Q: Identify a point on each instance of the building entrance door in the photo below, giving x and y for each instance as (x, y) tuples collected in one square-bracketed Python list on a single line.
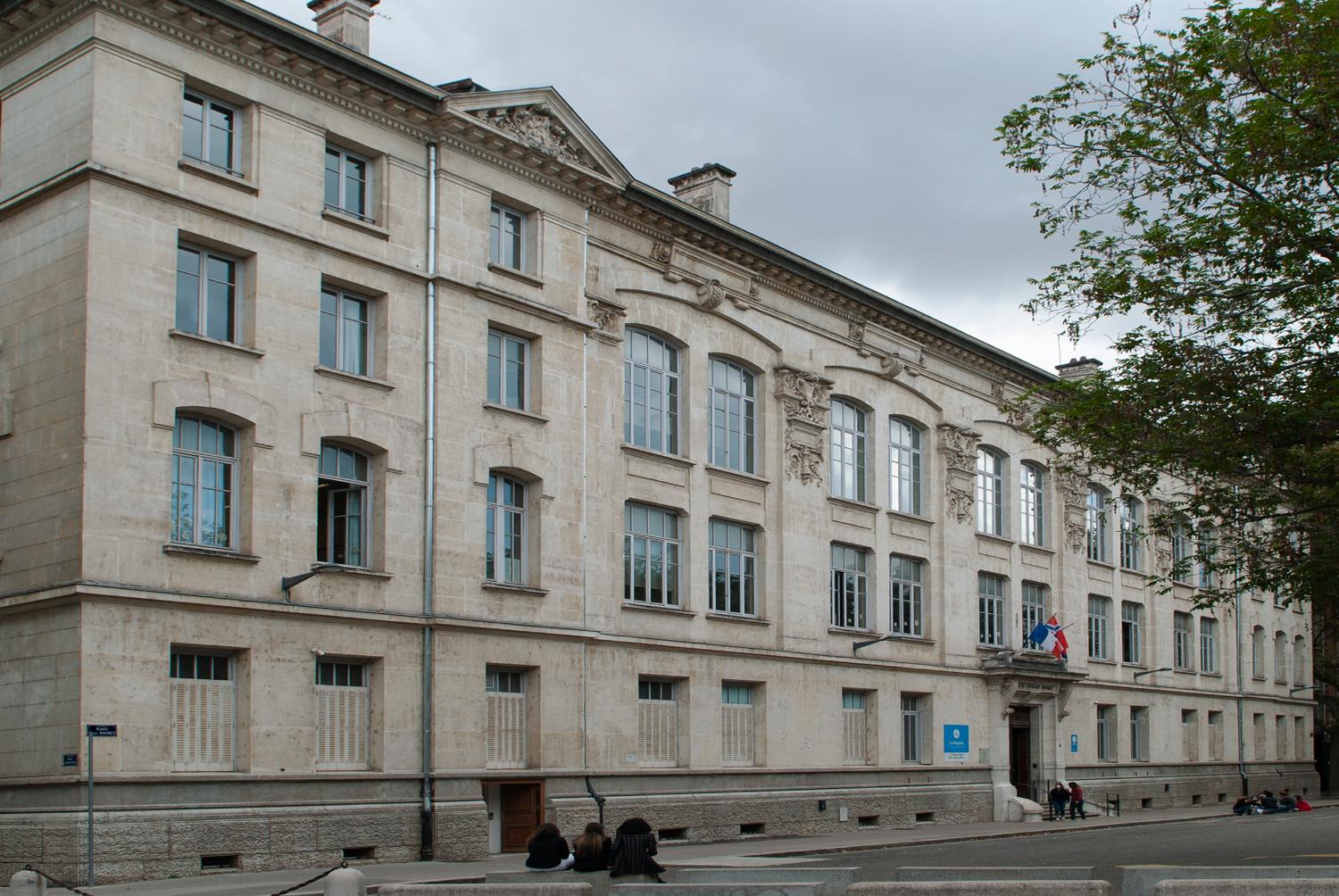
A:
[(521, 813)]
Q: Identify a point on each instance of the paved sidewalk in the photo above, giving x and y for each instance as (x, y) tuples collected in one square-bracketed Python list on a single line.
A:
[(762, 850)]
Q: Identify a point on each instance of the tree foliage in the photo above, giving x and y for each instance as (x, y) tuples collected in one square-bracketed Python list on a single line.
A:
[(1194, 171)]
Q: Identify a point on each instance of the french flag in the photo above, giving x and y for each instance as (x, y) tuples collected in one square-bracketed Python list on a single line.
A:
[(1050, 638)]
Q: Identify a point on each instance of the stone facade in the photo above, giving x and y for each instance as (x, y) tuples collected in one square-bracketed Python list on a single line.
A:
[(98, 593)]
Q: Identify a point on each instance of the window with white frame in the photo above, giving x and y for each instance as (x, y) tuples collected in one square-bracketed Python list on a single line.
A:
[(848, 449), (345, 182), (849, 587), (342, 713), (736, 724), (345, 339), (343, 504), (650, 555), (1132, 620), (905, 465), (211, 131), (204, 483), (990, 492), (509, 369), (204, 700), (1132, 535), (730, 417), (1031, 502), (731, 568), (208, 286), (1100, 620), (658, 724), (905, 596), (1094, 524), (650, 391), (505, 531), (990, 610), (1034, 612), (854, 727), (508, 726), (506, 237)]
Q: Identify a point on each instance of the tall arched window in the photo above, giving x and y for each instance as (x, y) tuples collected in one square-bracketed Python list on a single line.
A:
[(990, 492), (650, 393), (905, 470), (1031, 502), (848, 451)]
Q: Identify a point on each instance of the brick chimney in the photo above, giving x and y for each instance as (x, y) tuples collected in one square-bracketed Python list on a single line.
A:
[(345, 21), (706, 187)]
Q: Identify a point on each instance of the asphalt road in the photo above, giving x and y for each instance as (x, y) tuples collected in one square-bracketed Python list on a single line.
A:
[(1295, 839)]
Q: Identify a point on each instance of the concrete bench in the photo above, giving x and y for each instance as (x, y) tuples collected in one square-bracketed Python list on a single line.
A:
[(1141, 882)]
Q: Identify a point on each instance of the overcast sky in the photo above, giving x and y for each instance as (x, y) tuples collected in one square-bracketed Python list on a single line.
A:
[(862, 130)]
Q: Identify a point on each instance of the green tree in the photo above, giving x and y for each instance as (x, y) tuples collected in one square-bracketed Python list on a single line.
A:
[(1196, 174)]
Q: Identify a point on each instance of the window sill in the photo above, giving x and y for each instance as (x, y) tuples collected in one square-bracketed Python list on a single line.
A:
[(213, 553), (358, 224), (487, 585), (514, 411), (219, 176), (516, 275), (211, 340), (353, 377)]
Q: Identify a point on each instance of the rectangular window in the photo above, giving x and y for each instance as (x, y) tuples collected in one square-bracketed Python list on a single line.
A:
[(345, 332), (905, 604), (509, 364), (206, 294), (658, 724), (736, 725), (650, 555), (203, 711), (731, 568), (508, 729), (209, 133), (342, 709), (990, 611), (345, 182)]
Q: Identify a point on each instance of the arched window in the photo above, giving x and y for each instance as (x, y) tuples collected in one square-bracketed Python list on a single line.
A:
[(1031, 502), (905, 465), (848, 451), (650, 393), (990, 492), (733, 427)]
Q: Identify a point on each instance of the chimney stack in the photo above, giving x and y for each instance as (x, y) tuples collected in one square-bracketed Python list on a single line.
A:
[(345, 21), (706, 187)]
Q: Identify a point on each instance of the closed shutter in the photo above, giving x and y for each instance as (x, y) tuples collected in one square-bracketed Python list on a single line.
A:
[(658, 733), (506, 730), (854, 751)]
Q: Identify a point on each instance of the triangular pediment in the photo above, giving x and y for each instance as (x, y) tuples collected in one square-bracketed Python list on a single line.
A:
[(540, 120)]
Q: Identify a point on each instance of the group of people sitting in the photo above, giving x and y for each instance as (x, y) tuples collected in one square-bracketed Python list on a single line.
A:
[(1267, 804), (628, 853)]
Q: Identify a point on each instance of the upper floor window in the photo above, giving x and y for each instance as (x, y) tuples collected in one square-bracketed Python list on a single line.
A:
[(209, 131), (650, 393), (343, 492), (204, 475), (848, 451), (345, 182), (345, 332), (905, 470), (206, 292), (509, 364), (1095, 524), (731, 426), (1031, 502), (990, 492)]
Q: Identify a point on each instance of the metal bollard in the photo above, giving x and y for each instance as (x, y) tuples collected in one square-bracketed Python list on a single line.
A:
[(27, 883), (345, 882)]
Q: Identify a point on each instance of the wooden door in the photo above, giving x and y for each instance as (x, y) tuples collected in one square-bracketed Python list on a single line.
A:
[(520, 815)]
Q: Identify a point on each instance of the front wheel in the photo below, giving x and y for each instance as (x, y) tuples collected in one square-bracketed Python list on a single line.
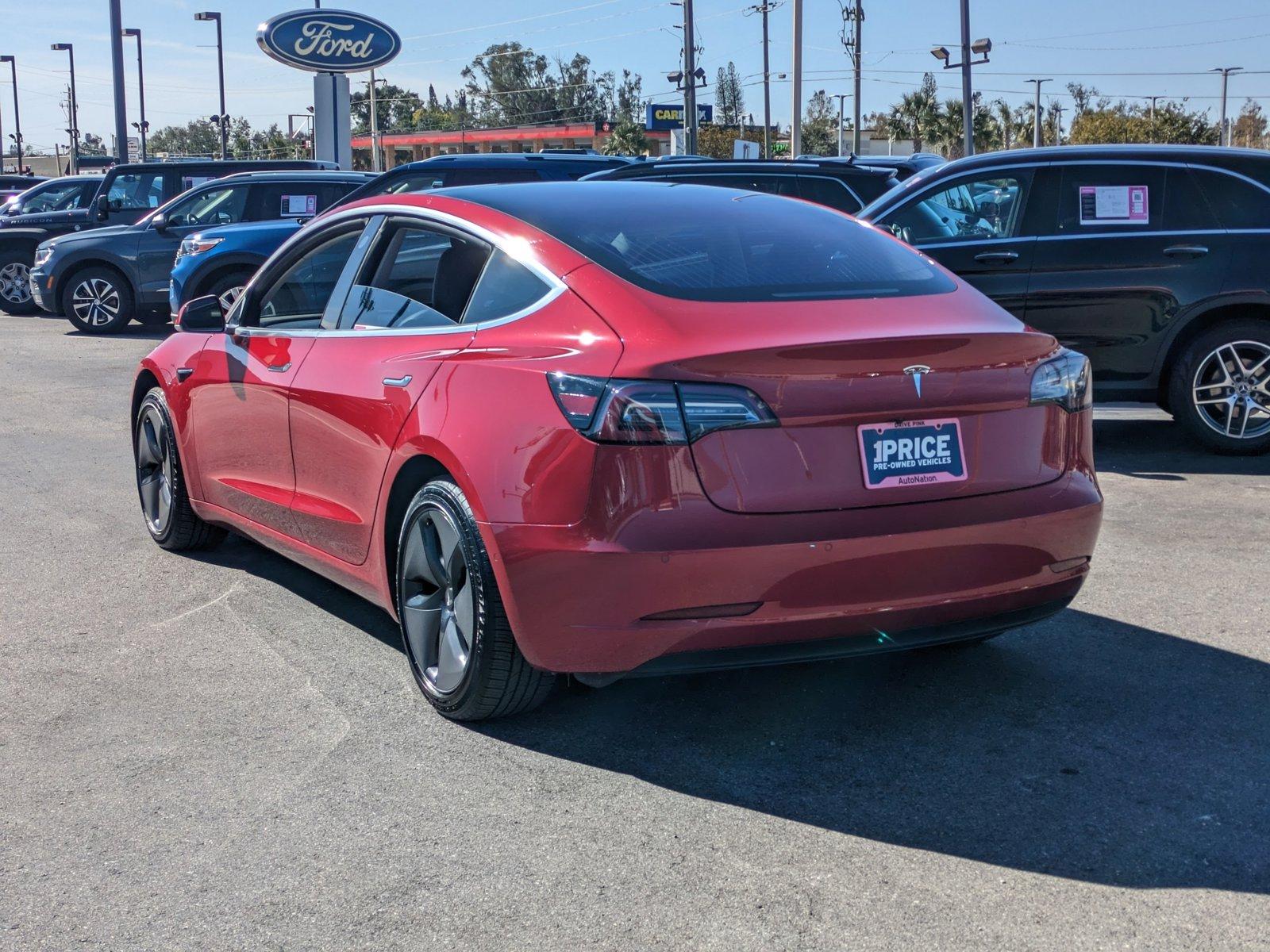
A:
[(162, 482), (454, 628), (1219, 390), (98, 301), (16, 283)]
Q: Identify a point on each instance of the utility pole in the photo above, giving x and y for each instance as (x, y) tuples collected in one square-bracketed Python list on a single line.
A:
[(797, 83), (690, 83), (1223, 133), (121, 103), (854, 18), (967, 95), (841, 98), (1037, 139)]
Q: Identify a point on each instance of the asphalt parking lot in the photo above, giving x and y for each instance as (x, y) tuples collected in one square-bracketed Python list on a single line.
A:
[(228, 752)]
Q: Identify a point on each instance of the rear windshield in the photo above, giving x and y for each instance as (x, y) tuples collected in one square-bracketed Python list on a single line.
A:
[(711, 244)]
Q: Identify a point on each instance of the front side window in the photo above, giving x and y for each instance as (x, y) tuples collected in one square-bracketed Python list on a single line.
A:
[(61, 197), (216, 206), (137, 190), (982, 209), (298, 296), (419, 278)]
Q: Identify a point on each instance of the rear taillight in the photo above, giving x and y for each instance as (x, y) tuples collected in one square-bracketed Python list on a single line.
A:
[(654, 412)]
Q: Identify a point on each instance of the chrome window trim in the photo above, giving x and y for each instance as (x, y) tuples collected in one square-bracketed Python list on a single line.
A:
[(385, 209)]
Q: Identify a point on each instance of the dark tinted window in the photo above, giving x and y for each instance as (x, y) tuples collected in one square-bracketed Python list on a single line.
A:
[(298, 296), (829, 192), (506, 287), (708, 244), (422, 278), (491, 177), (1185, 206), (975, 209), (1238, 203), (1100, 198)]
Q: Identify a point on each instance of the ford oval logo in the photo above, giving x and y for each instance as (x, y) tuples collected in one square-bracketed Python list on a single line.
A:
[(328, 41)]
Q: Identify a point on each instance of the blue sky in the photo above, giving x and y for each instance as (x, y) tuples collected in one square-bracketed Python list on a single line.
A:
[(1113, 46)]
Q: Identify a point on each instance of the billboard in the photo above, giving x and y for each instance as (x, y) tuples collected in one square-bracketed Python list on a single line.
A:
[(670, 116)]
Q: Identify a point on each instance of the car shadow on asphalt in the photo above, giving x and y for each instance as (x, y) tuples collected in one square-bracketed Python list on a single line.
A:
[(1083, 748), (1161, 450)]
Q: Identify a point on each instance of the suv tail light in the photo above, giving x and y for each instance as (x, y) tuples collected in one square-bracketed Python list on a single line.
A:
[(639, 412)]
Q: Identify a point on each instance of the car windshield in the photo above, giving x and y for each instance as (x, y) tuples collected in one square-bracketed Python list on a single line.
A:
[(715, 244)]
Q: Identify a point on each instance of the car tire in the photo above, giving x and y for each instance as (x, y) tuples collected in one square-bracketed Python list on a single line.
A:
[(1219, 389), (455, 632), (169, 518), (98, 301), (228, 289), (16, 283)]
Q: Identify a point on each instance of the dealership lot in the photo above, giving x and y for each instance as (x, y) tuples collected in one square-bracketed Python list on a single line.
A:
[(228, 750)]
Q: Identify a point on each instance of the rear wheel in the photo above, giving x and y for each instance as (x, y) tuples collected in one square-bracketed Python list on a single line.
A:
[(1219, 390), (98, 301), (16, 282), (456, 635), (160, 482)]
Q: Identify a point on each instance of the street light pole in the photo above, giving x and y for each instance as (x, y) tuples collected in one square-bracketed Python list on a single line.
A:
[(842, 118), (797, 83), (74, 106), (1223, 136), (141, 92), (220, 65), (17, 116), (1037, 139)]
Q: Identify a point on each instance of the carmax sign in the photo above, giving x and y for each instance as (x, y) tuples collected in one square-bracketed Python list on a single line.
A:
[(671, 116)]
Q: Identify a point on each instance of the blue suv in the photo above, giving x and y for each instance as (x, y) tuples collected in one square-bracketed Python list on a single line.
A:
[(221, 260)]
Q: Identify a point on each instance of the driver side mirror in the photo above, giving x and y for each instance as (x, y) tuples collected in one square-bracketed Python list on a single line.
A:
[(202, 315)]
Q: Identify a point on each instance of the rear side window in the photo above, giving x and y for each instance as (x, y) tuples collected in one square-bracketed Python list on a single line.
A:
[(1238, 203), (422, 278), (1102, 198), (829, 192), (717, 247), (505, 289)]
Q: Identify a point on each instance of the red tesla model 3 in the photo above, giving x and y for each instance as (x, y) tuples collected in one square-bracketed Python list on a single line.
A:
[(613, 428)]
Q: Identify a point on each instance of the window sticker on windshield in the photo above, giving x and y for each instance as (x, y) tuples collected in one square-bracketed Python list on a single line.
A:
[(1114, 205), (298, 206)]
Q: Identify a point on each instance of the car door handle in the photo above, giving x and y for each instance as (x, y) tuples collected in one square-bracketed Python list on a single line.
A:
[(1185, 251)]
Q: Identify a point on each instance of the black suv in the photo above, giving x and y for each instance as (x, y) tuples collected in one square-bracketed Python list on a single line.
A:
[(837, 183), (1149, 259), (127, 194), (101, 279)]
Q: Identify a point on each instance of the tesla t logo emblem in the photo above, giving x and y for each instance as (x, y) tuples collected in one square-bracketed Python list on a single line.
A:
[(916, 372)]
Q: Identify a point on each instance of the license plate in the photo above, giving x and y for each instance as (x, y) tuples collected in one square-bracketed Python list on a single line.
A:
[(912, 454)]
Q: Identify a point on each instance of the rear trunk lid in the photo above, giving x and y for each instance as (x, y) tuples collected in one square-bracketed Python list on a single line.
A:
[(879, 378)]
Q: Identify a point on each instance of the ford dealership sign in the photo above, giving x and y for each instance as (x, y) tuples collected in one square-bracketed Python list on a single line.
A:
[(328, 41)]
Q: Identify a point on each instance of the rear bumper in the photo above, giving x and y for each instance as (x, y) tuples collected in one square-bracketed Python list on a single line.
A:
[(579, 596)]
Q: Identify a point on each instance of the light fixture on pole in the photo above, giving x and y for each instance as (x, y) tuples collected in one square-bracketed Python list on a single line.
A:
[(17, 117), (1223, 135), (978, 48), (74, 107), (1037, 139), (220, 65), (141, 127)]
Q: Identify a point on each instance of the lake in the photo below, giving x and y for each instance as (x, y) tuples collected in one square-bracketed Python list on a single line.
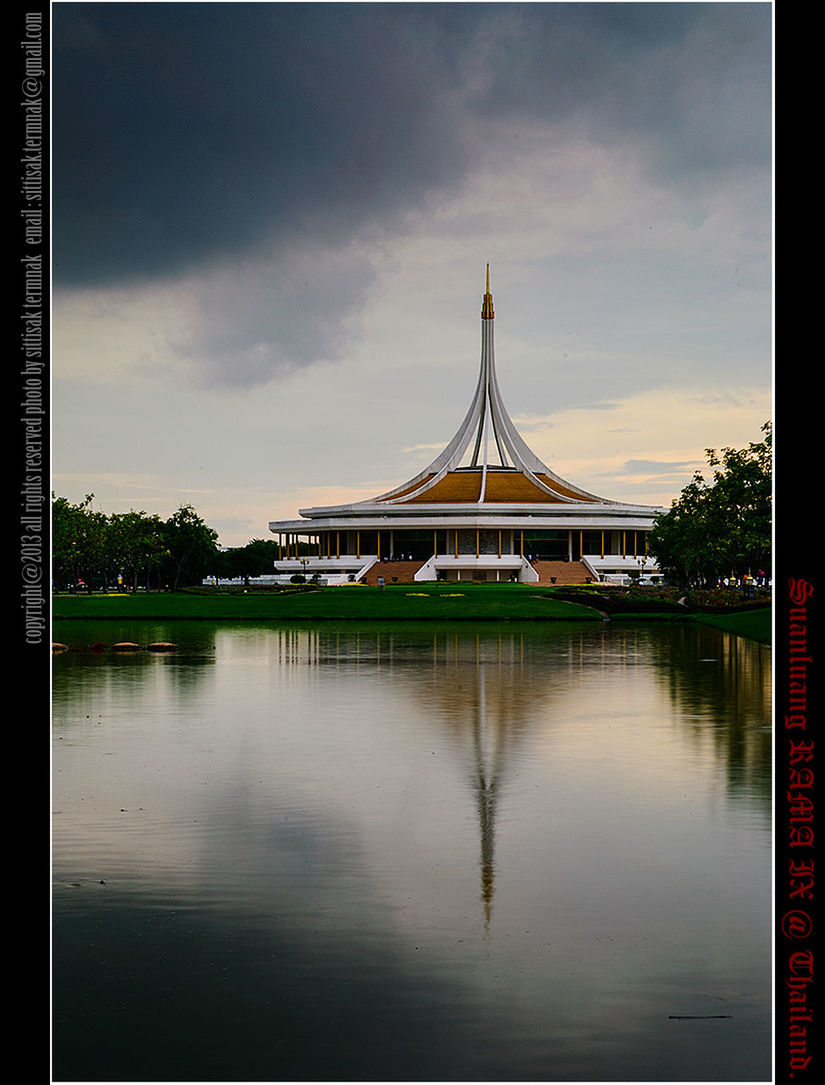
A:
[(525, 852)]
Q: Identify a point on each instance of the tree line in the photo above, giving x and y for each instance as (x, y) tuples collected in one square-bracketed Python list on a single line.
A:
[(720, 527), (127, 550)]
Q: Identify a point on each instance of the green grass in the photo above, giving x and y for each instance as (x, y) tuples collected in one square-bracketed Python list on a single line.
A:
[(395, 602), (430, 602)]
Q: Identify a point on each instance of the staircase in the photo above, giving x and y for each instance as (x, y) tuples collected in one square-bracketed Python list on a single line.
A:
[(566, 572), (393, 572)]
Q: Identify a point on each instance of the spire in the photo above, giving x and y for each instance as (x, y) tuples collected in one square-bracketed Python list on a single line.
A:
[(486, 307), (487, 428)]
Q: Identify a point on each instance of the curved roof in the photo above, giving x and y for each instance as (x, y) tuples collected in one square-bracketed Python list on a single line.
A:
[(500, 468)]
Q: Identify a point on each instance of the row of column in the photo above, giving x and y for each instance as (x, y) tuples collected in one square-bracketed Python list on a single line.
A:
[(328, 544)]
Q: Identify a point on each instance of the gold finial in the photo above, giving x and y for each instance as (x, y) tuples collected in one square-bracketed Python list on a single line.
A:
[(486, 308)]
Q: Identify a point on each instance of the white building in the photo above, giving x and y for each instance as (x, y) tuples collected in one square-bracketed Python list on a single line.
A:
[(485, 509)]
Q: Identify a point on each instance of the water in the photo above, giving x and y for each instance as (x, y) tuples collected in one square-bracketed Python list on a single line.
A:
[(405, 853)]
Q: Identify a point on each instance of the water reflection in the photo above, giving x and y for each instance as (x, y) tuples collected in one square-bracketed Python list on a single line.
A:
[(382, 853)]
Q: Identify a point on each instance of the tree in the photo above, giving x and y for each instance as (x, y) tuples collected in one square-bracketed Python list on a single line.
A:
[(720, 527), (190, 547), (78, 541), (136, 544)]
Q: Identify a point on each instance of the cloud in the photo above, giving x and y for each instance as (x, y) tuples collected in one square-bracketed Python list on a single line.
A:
[(188, 133)]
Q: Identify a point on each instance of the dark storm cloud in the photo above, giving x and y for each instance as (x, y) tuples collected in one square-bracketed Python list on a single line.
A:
[(183, 132), (187, 131), (250, 149)]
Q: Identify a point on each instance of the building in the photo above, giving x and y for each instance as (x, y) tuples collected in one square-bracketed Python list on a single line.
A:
[(485, 509)]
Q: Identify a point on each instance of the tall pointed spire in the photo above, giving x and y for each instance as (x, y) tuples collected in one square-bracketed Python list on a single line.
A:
[(489, 430), (486, 307)]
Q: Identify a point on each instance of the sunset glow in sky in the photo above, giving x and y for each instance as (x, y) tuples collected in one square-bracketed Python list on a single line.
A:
[(271, 224)]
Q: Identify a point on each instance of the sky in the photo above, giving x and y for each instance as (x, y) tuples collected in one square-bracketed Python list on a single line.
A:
[(271, 224)]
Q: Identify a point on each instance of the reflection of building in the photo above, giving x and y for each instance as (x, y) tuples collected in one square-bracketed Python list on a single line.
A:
[(486, 508)]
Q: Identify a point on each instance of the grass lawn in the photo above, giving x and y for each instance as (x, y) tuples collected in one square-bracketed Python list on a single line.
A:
[(355, 602), (403, 602)]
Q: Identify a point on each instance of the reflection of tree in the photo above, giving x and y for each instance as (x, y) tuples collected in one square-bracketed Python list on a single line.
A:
[(720, 686)]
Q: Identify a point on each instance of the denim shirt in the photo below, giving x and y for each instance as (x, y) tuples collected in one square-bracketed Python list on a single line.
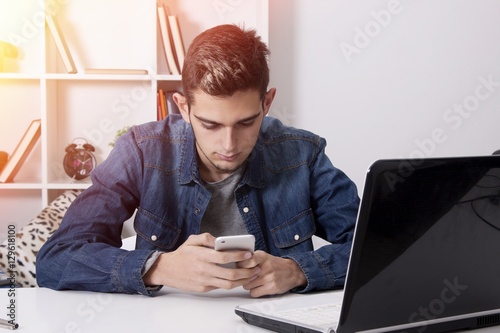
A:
[(289, 192)]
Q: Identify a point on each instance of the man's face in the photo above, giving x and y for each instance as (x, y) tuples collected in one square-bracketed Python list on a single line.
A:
[(226, 129)]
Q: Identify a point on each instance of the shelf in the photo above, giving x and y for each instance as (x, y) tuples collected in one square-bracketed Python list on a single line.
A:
[(36, 85)]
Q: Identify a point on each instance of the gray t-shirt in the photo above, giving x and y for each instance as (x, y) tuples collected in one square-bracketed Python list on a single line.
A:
[(222, 217)]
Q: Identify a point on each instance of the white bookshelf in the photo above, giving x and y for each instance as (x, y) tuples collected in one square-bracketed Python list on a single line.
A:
[(99, 34)]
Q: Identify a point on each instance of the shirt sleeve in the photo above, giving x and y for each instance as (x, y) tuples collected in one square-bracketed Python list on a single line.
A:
[(85, 252), (335, 203)]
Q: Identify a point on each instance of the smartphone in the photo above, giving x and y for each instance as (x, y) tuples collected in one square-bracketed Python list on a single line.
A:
[(239, 242)]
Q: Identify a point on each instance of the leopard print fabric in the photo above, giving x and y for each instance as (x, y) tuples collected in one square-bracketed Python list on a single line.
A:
[(31, 237)]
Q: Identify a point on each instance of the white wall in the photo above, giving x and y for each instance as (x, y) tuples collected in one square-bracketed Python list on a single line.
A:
[(422, 78)]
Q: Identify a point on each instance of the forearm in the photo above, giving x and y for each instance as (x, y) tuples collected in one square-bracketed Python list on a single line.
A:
[(80, 265)]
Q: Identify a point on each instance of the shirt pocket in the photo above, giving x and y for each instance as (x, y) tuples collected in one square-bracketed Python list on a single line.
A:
[(295, 234), (154, 232)]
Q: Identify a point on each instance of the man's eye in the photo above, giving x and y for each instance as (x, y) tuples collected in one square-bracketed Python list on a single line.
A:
[(208, 126), (247, 124)]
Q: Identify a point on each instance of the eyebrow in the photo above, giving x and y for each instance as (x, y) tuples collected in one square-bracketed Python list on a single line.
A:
[(238, 122)]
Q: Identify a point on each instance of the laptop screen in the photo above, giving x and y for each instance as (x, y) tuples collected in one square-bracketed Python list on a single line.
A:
[(430, 231)]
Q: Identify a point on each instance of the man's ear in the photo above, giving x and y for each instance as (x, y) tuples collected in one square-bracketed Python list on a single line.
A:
[(183, 106), (268, 100)]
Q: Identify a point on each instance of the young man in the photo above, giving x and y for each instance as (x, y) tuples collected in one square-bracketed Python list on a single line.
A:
[(220, 168)]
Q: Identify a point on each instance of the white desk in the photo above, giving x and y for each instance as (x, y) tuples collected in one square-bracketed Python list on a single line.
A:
[(41, 310)]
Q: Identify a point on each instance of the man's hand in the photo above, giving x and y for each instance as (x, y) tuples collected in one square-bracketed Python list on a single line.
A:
[(195, 266), (277, 276)]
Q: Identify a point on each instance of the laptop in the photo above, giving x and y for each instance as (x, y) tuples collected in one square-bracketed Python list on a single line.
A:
[(425, 255)]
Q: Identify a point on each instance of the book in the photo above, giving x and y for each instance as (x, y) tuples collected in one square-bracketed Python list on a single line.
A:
[(115, 71), (21, 152), (61, 45), (177, 40), (172, 107), (163, 105), (165, 37)]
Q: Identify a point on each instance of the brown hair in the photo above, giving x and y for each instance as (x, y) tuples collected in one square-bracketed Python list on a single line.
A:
[(223, 60)]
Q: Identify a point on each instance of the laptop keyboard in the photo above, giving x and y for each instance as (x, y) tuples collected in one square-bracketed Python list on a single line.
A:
[(322, 315)]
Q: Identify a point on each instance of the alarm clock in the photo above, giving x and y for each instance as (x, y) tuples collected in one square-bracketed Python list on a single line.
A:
[(79, 160)]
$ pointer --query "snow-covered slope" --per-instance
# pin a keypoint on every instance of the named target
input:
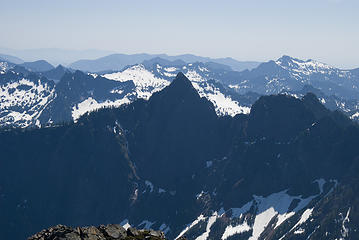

- - - - -

Print exactly the lines from the one containing "Q: Identify a point on each instance of the man's hand" through the last line of the records, both included, and leave out the pictures.

Q: Identify a point on each instance of the man's hand in the photo above, giving x and y for each instance as (x, y) tuples collected in one square-bracketed Python list on a single line.
A:
[(195, 266), (277, 276)]
Q: Identify a point on each instance of the laptop in the photo above, giving x and y for each instance as (x, y) tuples collected in one square-bracketed Python list on a single line.
A:
[(425, 255)]
Q: Identify a point on each instance of the book in the photo above, giving x and y for each instance as (x, y) tuples collected in one square-bracketed Python list on a single line.
A:
[(115, 71), (21, 152), (61, 45), (177, 40), (172, 107), (163, 105), (165, 37)]
Q: Identify a point on each instance of the brown hair in the photo above, giving x and y for each instance as (x, y) tuples collected in one square-bracketed Python list on a single line.
A:
[(223, 60)]
Q: Identify a point on each instance of the laptop keyboard in the photo above, giving x and y for each instance as (x, y) tuples collected in one square-bracketed Python list on a single line.
A:
[(322, 315)]
Q: Identify a point on each instance of the alarm clock in the photo above, giving x and y for each instance as (x, y) tuples collected in one square-bracketed Python list on a single line.
A:
[(79, 160)]
$ pointer --query "snow-covered slope" --per-instance
# pin a keypoint on every instance of the named target
input:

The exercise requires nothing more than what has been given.